-- Start --
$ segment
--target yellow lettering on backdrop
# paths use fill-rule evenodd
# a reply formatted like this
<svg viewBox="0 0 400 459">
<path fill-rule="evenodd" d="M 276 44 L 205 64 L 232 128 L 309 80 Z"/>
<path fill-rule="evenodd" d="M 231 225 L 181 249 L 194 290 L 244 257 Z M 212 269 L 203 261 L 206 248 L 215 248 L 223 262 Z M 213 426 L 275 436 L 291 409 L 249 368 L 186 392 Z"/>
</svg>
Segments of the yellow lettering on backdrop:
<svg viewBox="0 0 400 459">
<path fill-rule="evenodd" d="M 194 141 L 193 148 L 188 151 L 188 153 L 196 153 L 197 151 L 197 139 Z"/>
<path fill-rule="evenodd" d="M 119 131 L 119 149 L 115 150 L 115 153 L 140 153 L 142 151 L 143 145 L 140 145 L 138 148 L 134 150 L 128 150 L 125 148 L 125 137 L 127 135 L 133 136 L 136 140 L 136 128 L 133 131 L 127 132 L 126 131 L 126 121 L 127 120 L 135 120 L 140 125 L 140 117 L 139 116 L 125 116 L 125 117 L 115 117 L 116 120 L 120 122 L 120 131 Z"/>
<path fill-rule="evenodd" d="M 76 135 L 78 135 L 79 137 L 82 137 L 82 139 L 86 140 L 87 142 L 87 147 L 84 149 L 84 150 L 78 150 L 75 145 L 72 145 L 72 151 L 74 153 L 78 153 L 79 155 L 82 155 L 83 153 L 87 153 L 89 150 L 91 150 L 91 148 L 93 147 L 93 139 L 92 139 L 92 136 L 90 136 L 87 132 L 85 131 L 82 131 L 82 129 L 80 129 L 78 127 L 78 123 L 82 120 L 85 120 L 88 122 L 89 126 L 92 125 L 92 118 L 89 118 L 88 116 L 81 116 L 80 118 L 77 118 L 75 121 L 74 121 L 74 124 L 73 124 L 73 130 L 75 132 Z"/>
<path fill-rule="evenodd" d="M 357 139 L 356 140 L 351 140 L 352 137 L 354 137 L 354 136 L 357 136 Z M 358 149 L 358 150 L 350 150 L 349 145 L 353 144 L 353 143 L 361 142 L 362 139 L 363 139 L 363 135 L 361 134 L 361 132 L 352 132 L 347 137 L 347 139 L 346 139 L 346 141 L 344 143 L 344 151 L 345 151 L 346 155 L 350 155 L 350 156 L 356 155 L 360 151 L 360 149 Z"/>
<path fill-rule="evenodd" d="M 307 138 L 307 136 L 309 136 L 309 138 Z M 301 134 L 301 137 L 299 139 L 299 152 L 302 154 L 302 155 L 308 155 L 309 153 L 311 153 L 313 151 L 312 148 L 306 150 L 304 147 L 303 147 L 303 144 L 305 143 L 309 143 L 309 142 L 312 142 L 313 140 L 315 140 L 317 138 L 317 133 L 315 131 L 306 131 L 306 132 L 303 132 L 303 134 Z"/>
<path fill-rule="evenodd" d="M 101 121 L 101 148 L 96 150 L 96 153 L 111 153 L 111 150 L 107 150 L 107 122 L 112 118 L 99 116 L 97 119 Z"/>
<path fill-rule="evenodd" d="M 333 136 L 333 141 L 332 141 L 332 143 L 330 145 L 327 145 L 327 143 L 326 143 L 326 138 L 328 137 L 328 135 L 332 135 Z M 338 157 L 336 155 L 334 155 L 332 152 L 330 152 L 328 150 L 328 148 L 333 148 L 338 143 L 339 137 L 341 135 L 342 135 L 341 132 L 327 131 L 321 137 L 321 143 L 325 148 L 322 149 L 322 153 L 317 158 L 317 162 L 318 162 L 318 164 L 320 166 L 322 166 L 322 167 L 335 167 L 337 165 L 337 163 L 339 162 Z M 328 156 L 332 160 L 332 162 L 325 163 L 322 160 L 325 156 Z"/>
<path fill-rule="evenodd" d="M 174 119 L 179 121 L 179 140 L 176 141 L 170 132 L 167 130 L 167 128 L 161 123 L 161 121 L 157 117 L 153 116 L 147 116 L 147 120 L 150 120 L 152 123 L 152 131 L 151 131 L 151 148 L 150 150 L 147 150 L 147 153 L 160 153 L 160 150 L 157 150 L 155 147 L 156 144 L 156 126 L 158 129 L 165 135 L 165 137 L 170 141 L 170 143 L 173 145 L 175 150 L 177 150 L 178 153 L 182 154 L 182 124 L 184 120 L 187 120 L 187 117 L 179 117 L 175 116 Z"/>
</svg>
-- End --
» Exercise description
Report every line of the records that contains the string "lettering", copying each line in full.

» Result of this exercise
--target yellow lettering on backdrop
Segments of the yellow lettering on backdrop:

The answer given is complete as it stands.